** Records for the task **
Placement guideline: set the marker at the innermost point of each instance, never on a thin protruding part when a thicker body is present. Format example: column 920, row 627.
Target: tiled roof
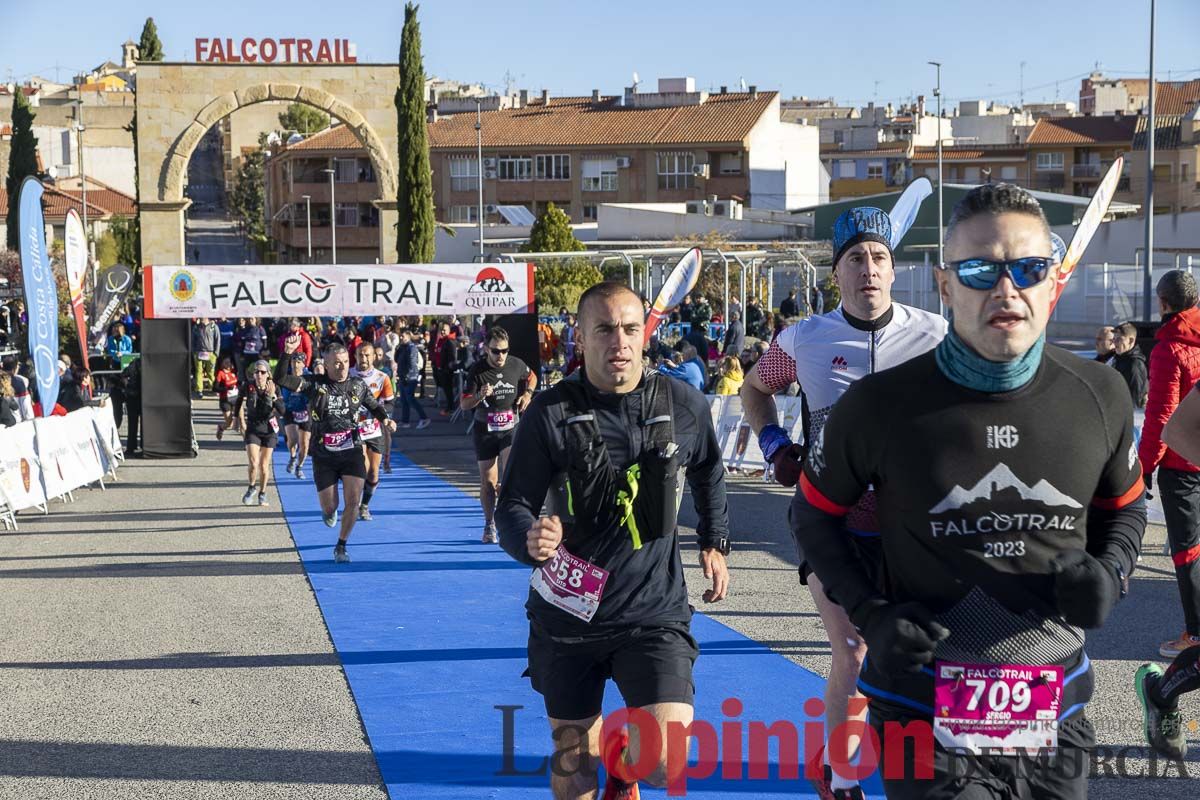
column 1083, row 130
column 577, row 121
column 1167, row 132
column 339, row 137
column 100, row 204
column 963, row 154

** Problem requirements **
Take the listing and print it again exactly, but without any pictures.

** Answer to this problem **
Placement guideline: set the marker at the innermost point of each instance, never on a thin protruding part when a thicker body is present. Format example: column 920, row 627.
Target: tiled roof
column 1083, row 130
column 577, row 121
column 1167, row 132
column 339, row 137
column 100, row 204
column 963, row 154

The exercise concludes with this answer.